Stated task 1:
Show each line of the entries that contains the word "white". Case counts.

I’m sorry I post here again because I can’t move the original post What cause dispatch stall? How to avoid it? into this subforum and it really bothered me for a few days. I found no document to explain what I got in experiment. So i cannot do optimization to get better performance.
My kernel:
__global__
void kernel_IADD3(uint32_t *data) {
//Initialize a[2], b[2], c[2], d[2], e[2], f[2]
for (int i = 0; i < 200000; i++) {
for (int j = 0; j < 2; j++) {
a[j] = a[j] * b[(j+1)%2] + c[(j+2)%2];
d[j] = d[j] + e[(j+1)%2] + f[(j+2)%2];
}
for (int j = 0; j < 2; j++) {
b[j] = b[j] * c[(j+1)%2] + a[(j+2)%2];
e[j] = e[j] + f[(j+1)%2] + d[(j+2)%2];
}
for (int j = 0; j < 2; j++) {
c[j] = c[j] * a[(j+1)%2] + b[(j+2)%2];
f[j] = f[j] + d[(j+1)%2] + e[(j+2)%2];
}
}
//Write to global memory
}
The out most for loop is compiled into a SASS loop with IADD3 instructions interleaved by IMAD instructions, like this:
IADD3 R5, R15, R12, R11
IMAD R6, R7, R8, R19
IADD3 R7, R20, R13, R10
IMAD R9, R8, R19, R4
IADD3 R8, R5, R20, R13
IMAD R11, R17, R18, R6
IADD3 R10, R7, R15, R12
I don’t know why there is a dispatch stall in almost every IADD3 instruction. It takes 2 cycles to issue next IADD3 instruction after each IMAD instruction instead of 1.

Stated task 2:
List every array that the comment in the post's kernel says to initialize.

Dataset extract:
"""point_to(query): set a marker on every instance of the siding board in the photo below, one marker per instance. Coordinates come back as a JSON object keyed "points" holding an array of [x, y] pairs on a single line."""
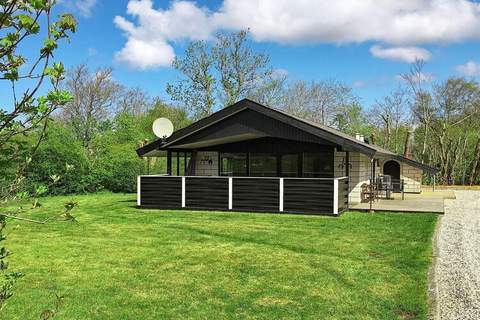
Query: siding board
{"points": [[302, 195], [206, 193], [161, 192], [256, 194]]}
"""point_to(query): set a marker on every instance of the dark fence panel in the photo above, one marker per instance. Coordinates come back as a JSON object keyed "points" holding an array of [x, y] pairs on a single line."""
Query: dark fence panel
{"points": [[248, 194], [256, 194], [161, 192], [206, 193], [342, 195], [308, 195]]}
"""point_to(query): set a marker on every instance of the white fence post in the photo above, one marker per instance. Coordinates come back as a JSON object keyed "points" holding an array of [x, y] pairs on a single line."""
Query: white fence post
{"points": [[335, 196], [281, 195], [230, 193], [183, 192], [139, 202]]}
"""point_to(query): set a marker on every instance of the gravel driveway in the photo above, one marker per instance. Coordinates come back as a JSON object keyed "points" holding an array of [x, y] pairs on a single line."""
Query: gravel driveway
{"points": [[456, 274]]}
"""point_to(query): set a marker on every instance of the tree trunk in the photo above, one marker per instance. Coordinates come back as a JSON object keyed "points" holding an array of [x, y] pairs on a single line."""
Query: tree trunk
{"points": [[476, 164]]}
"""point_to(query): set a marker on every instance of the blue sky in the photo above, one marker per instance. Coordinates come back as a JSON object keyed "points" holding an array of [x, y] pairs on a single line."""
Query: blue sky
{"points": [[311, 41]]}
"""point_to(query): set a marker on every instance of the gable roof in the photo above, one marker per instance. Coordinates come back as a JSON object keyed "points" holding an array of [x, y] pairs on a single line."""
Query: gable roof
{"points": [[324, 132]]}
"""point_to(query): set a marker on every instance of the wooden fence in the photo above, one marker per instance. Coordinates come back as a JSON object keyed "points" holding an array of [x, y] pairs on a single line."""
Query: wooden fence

Exercise output 1:
"""point_to(query): set a marker on every instance of the white fence post in the photo above, one marker per instance. Coordinates come back as a JSON object keyed "points" holding an array of [x, y] pairs on a single line."""
Query: white fence post

Exercise output 2:
a[2], b[2], c[2], d[2], e[2], f[2]